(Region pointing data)
++++
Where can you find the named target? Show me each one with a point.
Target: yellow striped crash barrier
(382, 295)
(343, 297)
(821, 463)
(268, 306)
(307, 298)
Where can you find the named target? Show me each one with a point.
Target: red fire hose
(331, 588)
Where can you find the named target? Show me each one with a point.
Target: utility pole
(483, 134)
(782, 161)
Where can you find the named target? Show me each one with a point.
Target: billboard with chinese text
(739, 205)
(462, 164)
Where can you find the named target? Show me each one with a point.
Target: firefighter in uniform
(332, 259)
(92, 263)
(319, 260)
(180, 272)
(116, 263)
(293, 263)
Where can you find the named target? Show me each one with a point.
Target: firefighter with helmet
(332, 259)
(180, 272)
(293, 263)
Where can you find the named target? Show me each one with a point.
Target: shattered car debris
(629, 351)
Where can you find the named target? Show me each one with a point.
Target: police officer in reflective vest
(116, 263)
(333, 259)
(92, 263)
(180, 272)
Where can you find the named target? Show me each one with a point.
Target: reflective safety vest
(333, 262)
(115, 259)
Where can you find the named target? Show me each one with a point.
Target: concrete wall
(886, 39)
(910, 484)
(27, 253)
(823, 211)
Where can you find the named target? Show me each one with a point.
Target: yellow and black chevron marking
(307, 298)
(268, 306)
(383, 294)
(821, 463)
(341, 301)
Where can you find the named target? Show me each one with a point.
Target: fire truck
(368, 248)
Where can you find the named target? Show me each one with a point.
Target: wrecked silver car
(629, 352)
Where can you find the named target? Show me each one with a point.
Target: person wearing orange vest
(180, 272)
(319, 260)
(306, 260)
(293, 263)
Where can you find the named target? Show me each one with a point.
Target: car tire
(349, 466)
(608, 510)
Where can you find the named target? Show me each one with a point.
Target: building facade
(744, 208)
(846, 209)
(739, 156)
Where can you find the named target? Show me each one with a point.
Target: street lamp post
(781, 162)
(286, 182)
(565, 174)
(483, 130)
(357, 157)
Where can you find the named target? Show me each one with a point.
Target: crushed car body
++++
§ **Problem requirements**:
Repeat, without change, each line of the data above from the one that contains "Target: car tire" through the final line, counting both.

§ **Final answer**:
Target: car tire
(349, 466)
(608, 510)
Where can you find the named target? Show me each one with a point.
Target: building facade
(744, 208)
(846, 209)
(739, 156)
Where can you find the named target? Show me each one with a point.
Target: street lamp post
(781, 162)
(286, 182)
(565, 174)
(483, 130)
(357, 157)
Where can you find the named target? Show me each one with a point.
Target: crushed car body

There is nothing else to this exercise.